▶ **What you will do**:
Every line of the material below should be repeated exactly.

▶ **Raw data**:
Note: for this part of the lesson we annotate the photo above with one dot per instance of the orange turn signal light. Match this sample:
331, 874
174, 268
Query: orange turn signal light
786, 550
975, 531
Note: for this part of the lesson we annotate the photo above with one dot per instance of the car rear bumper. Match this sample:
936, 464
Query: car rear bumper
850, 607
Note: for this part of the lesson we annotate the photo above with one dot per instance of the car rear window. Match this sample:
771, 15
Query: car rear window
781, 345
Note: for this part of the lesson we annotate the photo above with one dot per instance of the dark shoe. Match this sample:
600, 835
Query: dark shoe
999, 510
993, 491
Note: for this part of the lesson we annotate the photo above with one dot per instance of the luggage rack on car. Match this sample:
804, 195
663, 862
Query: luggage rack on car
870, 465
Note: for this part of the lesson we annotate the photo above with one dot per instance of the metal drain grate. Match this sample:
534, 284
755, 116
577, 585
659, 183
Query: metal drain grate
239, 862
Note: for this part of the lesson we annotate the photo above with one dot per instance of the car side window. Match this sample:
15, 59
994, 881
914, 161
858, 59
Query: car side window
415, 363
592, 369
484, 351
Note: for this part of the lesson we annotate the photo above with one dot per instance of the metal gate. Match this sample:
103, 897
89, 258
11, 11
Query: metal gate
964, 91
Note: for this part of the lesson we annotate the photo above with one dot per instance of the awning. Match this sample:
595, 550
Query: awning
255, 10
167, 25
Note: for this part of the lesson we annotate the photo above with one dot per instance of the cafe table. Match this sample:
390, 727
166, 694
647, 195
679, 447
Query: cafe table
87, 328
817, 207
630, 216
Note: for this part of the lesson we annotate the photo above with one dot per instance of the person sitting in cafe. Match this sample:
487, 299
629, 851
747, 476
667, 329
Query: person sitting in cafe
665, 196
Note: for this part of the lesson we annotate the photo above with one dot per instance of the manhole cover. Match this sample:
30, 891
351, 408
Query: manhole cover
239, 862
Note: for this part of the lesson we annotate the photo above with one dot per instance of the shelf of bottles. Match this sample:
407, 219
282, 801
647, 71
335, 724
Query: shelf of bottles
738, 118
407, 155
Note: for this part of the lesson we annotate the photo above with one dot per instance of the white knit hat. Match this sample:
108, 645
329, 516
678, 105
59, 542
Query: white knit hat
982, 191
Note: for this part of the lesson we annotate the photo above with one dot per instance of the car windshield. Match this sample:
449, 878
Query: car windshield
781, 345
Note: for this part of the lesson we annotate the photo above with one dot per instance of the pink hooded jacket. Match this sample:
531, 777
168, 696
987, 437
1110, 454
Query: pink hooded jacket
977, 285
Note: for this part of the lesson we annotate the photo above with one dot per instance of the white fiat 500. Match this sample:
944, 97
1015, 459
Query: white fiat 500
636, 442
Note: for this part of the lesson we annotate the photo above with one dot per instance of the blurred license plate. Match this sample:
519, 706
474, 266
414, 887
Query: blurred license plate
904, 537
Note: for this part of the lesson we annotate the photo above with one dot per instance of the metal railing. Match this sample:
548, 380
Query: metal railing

▶ **Reply to the exercise**:
Note: for this part of the lesson we annotate the photo above with one dot per instance of the orange turn signal light. Match this sample:
331, 874
174, 268
Query: orange turn signal light
786, 550
975, 531
Note: for this part of the lesson we annotate the photo above with one dot per instance of the car rear bumper. Match this sample:
936, 464
Query: car rear bumper
850, 607
Note: for this part of the lesson we annotate the photo above with one dot per instance of the car rear window. Match this sample:
771, 15
Query: car rear window
781, 345
Note: for this part of the lesson we annotate the photo above with one dot per instance of the dark shoe. Match this sample:
600, 835
Query: dark shoe
999, 510
993, 491
Note: for this part of the lesson we annotate the photo above with one dot per instance of the luggage rack on car. Match this sample:
804, 195
663, 862
Query: luggage rack on car
870, 465
Note: for this part of the lesson we annotate the photo above with one dot per instance of the metal drain grate. Match this sample:
534, 284
755, 116
577, 585
659, 183
Query: metal drain grate
239, 862
Note: for this part of the lesson we annotate the photo above with one dot per instance of the car side window. Match this sample:
15, 59
994, 881
914, 161
858, 59
Query: car side window
415, 363
592, 369
484, 351
Note: for this part of the lesson we annotate the photo above with one dot per instance of the metal gate. Match this sample:
103, 897
89, 258
11, 11
Query: metal gate
964, 91
Note: for this part of the lesson we annotate the photo above with one dot per instance of the awning. Match this sample:
595, 550
Query: awning
255, 10
167, 25
Note: for this part of the lesson we annotate the photo above with one dot per instance of the cafe table. Match this sample:
390, 727
166, 694
647, 195
679, 447
Query: cafe table
87, 328
817, 207
630, 216
Note: for this part of the lesson we annotate the photo above with one dot per instance of the person sitting in cafe. Match this sample:
487, 299
629, 851
747, 476
667, 329
Query: person sitting in cafe
665, 196
Note: for this part of the lesson we annotate the photo above with one dot per instance of the manhole cover. Match this sample:
30, 891
351, 408
Query: manhole cover
239, 862
Note: for this part of the lesson we annotate the photo above with one dot per instance of the shelf of bottles. Match this sample:
407, 219
282, 801
647, 71
335, 724
Query: shelf of bottles
738, 118
407, 155
Note: for this part of the lesson we annotate the photo above with one dot per instance of the white knit hat. Match this sample:
108, 645
329, 516
678, 105
59, 542
Query: white knit hat
982, 191
Note: for this part of the lesson we annotate the photo above with one dot per instance of the car windshield. Match this sample:
449, 878
Query: car windshield
781, 345
Note: for this part of the lesson we annotate the photo above with one dot per instance of the pink hooded jacket. Match this sample:
531, 777
168, 696
987, 437
1110, 454
Query: pink hooded jacket
977, 285
Note: for this part of the lesson we annotate the photo above with one dot per instance of the white fiat 500. Match this sample:
944, 97
1015, 459
Query: white fiat 500
636, 442
Note: for this part of the lesson we annotate the photo above with one dot per instance of the blurred license plate. Match this sample:
519, 706
474, 266
414, 887
Query: blurred license plate
904, 537
Note: for this part of the lesson we annotate the photo above with one dot per instance of the metal railing. Match this sample:
548, 380
Query: metal railing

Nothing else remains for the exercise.